Textauszug:

Stefan Keller hat die parallelen Handlungen in kurze Kapitel unterteilt, die immer wieder mit spannenden Cliffhangern versehen wurden. Der Leser erlebt so das Geschehen aus drei verschiedenen Sichtweisen: aus der Sicht der Polizei die Ermittlungstätigkeit um den Tod des Schauspielerpärchens, aus der Sicht von Marius Sandmann bei der Suche nach dem Gemälde und schließlich als dritter Sicht in einer Rückblende auf das Jahr 1943 mit den Umständen, wie das Gemälde aus dem Kunstmuseum entwendet wird. Neben den spannenden Kapitelenden stiftet der Autor jede Menge Verwirrung und sorgt für ausreichend Überraschungen in der Handlung. Der Autor erfährt über die Verstrickungen einer reichen Kölner Familie mit deren Machenschaften während des Zweiten Weltkrieges. Die Handlung bietet jede Menge Rätselstoff für den Leser, der auf diese Weise sehr schnell durch die Handlung durchgeführt wird, und kaum in der Lage ist, das Buch aus der Hand zu legen. Die Hauptfiguren des Romans sind sehr ambivalent dargestellt. So sind beispielsweise die beiden Kommissare anfänglich nicht gerade Sympathieträger, können aber es aber im Laufe der Handlung werden. Auch der Detektiv Marius Sandmann ist nicht von vorneherein ein Sympathiebolzen, wenn er mit seiner täglichen Dosis Sport daherkommt. Auch ihm muss sich der Leser auf langsame Weise nähern.

Bereitgestelltes Material:

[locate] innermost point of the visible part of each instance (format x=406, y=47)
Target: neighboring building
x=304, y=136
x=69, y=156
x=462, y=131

Deine Aufgabe: Übertrage den folgenden Satz aus der Buchbesprechung ins Englische: „Neben den spannenden Kapitelenden stiftet der Autor jede Menge Verwirrung und sorgt für ausreichend Überraschungen in der Handlung.“

Musterlösung: Besides the suspenseful chapter endings, the author creates plenty of confusion and provides enough surprises in the plot.